*Source document*
-- BEGIN --

Bootstrapping Akka Cluster with Consul

As you probably know, I’m a big fan of Akka. Akka Cluster is a great low-level mechanism for building reliable distributed systems. It’s shipped with powerful abstractions like Sharding and Singleton.

If you want to start using it you should solve cluster bootstrapping first. Almost every tutorial on the internet (including the official one) tells you to use seed nodes. It looks something like this:

akka.cluster.seed-nodes = [
  "akka.tcp://ClusterSystem@host1:2552",
  "akka.tcp://ClusterSystem@host2:2552"
]

but wait… Hardcoding nodes manually? Now when we have Continuous Delivery, Immutable Infrastructure, tools like CloudFormation and Terraform, and of course Containers?!

Well, Akka Cluster also provides programmatic API for bootstrapping:

scala

1def joinSeedNodes(seedNodes: Seq[Address]): Unit

So, instead of defining seed nodes manually we’re going to use service discovery with Consul to register all nodes after startup and use provided API to create a cluster programmatically. Let’s do it!

-- END --

*Stated task 1*
According to the article on bootstrapping Akka Cluster, which tool will be used for service discovery instead of defining seed nodes manually?
*Stated task 2*
Repeat, word for word, the section of the article on bootstrapping Akka Cluster that begins with the words containing "Bootstrapping Akka Cluster" and ends with "of course Containers?!".

*Raw data*
-- BEGIN --

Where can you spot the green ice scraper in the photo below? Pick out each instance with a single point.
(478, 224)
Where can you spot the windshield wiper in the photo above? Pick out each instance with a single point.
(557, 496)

-- END --

*Exercise response 1*
Consul

*Exercise response 2*
Bootstrapping Akka Cluster with Consul

As you probably know, I’m a big fan of Akka. Akka Cluster is a great low-level mechanism for building reliable distributed systems. It’s shipped with powerful abstractions like Sharding and Singleton.

If you want to start using it you should solve cluster bootstrapping first. Almost every tutorial on the internet (including the official one) tells you to use seed nodes. It looks something like this:

akka.cluster.seed-nodes = [
  "akka.tcp://ClusterSystem@host1:2552",
  "akka.tcp://ClusterSystem@host2:2552"
]

but wait… Hardcoding nodes manually? Now when we have Continuous Delivery, Immutable Infrastructure, tools like CloudFormation and Terraform, and of course Containers?!